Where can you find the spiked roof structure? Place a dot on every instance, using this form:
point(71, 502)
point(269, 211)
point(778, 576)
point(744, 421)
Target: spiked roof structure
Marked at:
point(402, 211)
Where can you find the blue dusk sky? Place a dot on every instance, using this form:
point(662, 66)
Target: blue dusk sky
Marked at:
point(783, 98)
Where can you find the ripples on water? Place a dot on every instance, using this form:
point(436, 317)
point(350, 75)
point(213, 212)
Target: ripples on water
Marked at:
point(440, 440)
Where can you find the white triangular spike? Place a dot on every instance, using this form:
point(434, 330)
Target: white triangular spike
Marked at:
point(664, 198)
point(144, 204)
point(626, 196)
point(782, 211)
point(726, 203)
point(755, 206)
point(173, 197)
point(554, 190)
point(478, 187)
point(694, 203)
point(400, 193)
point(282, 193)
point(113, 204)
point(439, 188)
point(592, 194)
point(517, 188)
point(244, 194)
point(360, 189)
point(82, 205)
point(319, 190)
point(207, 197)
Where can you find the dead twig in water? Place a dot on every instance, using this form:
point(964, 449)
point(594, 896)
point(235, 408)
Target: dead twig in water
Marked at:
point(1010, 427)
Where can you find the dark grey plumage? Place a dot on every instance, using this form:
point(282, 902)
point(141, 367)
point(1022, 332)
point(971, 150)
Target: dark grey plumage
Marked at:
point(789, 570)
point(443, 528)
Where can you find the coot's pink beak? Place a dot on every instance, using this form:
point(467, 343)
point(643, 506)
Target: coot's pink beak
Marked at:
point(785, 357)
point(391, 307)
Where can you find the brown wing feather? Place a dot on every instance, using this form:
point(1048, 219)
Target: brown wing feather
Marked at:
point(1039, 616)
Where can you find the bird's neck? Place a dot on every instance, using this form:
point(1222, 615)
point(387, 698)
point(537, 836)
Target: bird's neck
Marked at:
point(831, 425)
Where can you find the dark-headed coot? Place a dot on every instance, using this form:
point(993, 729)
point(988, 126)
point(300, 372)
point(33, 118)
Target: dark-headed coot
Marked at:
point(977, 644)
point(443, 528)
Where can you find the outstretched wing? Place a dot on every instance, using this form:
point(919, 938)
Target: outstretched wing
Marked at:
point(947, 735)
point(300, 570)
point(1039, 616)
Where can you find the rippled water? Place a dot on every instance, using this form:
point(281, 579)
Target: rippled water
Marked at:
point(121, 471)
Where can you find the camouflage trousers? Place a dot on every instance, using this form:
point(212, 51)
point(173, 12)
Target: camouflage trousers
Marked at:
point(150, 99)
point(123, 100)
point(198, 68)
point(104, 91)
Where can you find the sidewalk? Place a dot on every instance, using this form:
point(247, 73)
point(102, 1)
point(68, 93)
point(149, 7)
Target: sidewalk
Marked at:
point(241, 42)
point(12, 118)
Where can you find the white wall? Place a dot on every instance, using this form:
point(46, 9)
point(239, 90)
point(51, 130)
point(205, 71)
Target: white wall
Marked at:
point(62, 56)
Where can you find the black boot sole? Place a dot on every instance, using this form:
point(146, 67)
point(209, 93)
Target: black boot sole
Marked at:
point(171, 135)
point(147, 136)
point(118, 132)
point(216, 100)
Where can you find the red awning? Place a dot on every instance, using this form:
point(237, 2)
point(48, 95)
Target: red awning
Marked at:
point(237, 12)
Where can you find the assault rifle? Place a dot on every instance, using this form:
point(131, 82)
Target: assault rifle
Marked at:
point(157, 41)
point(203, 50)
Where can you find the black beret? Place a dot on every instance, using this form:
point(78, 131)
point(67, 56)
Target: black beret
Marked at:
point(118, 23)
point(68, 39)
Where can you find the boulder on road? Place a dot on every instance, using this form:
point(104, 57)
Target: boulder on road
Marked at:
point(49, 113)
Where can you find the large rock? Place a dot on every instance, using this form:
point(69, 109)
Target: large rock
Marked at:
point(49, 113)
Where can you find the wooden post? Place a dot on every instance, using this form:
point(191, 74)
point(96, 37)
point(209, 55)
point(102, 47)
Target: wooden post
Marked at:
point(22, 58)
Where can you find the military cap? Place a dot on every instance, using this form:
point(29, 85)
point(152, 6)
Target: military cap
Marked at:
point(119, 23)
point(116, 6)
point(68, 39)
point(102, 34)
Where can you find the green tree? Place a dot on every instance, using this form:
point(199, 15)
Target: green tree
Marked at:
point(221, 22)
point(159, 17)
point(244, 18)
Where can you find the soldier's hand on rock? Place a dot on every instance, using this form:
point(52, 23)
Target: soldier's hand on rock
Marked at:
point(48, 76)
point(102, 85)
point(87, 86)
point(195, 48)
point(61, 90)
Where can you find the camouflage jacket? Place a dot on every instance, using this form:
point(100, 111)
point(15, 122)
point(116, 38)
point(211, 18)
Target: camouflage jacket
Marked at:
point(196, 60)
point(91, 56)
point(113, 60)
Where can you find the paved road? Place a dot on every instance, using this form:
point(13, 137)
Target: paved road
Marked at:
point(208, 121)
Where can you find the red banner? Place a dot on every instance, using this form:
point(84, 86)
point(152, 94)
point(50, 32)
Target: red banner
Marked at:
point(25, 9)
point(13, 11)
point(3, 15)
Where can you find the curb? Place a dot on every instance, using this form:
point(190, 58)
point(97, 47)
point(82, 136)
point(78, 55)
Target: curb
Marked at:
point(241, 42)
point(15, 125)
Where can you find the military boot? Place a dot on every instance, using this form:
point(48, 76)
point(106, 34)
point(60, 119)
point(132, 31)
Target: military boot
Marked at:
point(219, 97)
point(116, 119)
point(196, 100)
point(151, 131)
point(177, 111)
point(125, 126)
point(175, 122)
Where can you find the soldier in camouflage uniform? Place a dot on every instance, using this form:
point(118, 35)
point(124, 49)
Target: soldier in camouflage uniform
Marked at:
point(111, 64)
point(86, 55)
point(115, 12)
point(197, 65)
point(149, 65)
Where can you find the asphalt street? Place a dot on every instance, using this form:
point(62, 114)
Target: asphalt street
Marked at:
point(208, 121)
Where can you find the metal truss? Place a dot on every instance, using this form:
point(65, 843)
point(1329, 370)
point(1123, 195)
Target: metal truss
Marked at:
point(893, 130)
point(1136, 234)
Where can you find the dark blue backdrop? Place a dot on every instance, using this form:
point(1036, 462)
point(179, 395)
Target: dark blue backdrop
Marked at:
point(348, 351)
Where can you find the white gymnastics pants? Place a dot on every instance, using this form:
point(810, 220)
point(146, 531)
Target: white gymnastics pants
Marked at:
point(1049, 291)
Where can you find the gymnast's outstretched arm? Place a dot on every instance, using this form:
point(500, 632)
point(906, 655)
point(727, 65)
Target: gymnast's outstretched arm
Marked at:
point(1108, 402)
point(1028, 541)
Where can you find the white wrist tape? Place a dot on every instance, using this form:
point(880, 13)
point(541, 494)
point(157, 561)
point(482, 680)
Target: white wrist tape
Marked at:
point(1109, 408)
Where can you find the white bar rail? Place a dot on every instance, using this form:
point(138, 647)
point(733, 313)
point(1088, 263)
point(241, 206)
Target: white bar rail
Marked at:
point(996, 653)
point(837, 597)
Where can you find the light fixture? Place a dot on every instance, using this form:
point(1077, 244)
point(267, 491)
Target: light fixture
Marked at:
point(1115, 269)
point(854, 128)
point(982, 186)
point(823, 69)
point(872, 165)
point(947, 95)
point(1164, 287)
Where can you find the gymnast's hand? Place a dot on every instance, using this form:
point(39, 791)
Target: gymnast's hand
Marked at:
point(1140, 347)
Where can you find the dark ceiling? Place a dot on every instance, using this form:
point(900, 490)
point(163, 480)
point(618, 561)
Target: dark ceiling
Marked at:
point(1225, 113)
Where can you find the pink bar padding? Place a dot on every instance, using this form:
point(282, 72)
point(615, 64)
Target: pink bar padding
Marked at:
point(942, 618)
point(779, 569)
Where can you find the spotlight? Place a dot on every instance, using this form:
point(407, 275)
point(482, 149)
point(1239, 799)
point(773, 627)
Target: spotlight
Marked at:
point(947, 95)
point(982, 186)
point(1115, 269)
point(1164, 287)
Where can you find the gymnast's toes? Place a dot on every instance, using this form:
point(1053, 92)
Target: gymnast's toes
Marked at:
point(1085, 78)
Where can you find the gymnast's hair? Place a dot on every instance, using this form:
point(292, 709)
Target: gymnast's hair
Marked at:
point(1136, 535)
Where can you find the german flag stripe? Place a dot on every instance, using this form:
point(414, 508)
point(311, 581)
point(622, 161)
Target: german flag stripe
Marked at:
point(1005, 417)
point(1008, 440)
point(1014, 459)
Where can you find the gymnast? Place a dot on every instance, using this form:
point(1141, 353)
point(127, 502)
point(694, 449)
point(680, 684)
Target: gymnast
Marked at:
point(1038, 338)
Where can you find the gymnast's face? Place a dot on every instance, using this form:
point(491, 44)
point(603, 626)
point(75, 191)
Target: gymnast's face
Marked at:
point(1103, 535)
==*==
* Work to be completed:
Rewrite the stretch of entries from the line containing "Where can you find the gymnast's hand?" through the line containing "point(1225, 113)", with the requests included. Shift every coordinate in the marked answer points by -58, and leave the requests and their sample points unchanged.

* Expected answer:
Where can you find the gymnast's hand? Place a dot on every instance, using this form:
point(39, 791)
Target: gymnast's hand
Marked at:
point(1082, 289)
Where can you find the dark ceiling? Place a dot on every instance, using this form:
point(900, 490)
point(163, 480)
point(618, 561)
Target: dark ceiling
Marked at:
point(1167, 55)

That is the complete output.